- DATA TO USE -

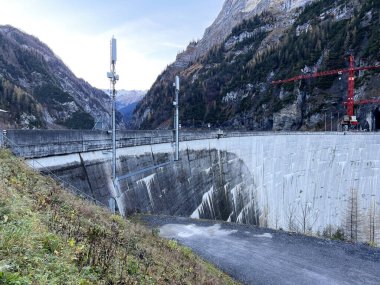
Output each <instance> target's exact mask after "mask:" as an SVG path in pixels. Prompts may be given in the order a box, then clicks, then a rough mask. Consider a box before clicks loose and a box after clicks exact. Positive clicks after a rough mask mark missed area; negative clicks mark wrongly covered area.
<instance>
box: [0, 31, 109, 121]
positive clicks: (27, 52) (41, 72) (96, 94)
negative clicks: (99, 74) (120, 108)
mask: <svg viewBox="0 0 380 285" xmlns="http://www.w3.org/2000/svg"><path fill="white" fill-rule="evenodd" d="M0 95H1V96H0V108H2V109H5V110H7V111H9V113H8V115H7V117H6V118H5V119H3V120H0V122H1V124H2V126H3V127H7V128H15V127H17V128H92V127H93V126H94V122H95V121H107V122H108V121H109V108H110V100H109V97H108V96H107V95H106V94H105V93H104V92H102V91H101V90H98V89H96V88H93V87H92V86H91V85H90V84H88V83H87V82H85V81H84V80H82V79H78V78H77V77H75V75H74V74H73V73H72V72H71V71H70V69H69V68H68V67H67V66H66V65H65V64H64V63H63V62H62V60H61V59H59V58H58V57H57V56H56V55H55V54H54V53H53V51H51V50H50V49H49V47H48V46H46V45H45V44H44V43H42V42H41V41H39V40H38V39H37V38H35V37H33V36H30V35H28V34H26V33H24V32H22V31H20V30H18V29H16V28H14V27H11V26H0Z"/></svg>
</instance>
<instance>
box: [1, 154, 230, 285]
mask: <svg viewBox="0 0 380 285" xmlns="http://www.w3.org/2000/svg"><path fill="white" fill-rule="evenodd" d="M0 195H1V200H0V284H237V283H236V282H235V281H233V280H232V279H230V278H229V277H227V276H226V275H225V274H223V273H221V272H220V271H218V270H217V269H215V268H214V267H212V266H211V265H209V264H207V263H206V262H204V261H203V260H201V259H200V258H198V257H196V256H195V255H194V254H193V253H192V252H191V250H190V249H188V248H185V247H182V246H179V245H178V244H177V243H176V242H175V241H166V240H163V239H161V238H158V236H157V233H156V232H155V231H151V232H150V231H148V230H147V229H146V228H145V227H144V226H142V225H140V224H139V223H137V222H135V221H133V220H124V219H123V218H121V217H120V216H116V215H112V214H110V213H109V212H108V211H106V210H105V209H104V208H101V207H99V206H95V205H93V204H89V203H88V202H87V201H85V200H82V199H80V198H78V197H76V196H74V195H72V194H70V193H69V192H66V191H65V190H64V189H62V188H60V187H59V186H58V185H57V184H56V183H55V182H54V181H53V180H52V179H50V178H48V177H43V176H41V175H40V174H38V173H36V172H33V171H32V170H31V169H29V168H28V167H26V166H25V164H24V163H22V162H21V161H20V160H19V159H17V158H15V157H13V156H12V155H11V154H10V153H9V152H8V151H5V150H1V149H0Z"/></svg>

- ASSIGNMENT -
Copy each line above that contains the word "instance".

- ANSWER AREA -
Output each <instance> target's exact mask after "mask:" as an SVG path in pixels. Prompts may be given in the order a box, then clicks, then a rough mask. Consider a box before clicks loose and a box after clicks exact. Positive clicks after a rough mask mark missed area; negative clicks mark wrongly covered area.
<instance>
</instance>
<instance>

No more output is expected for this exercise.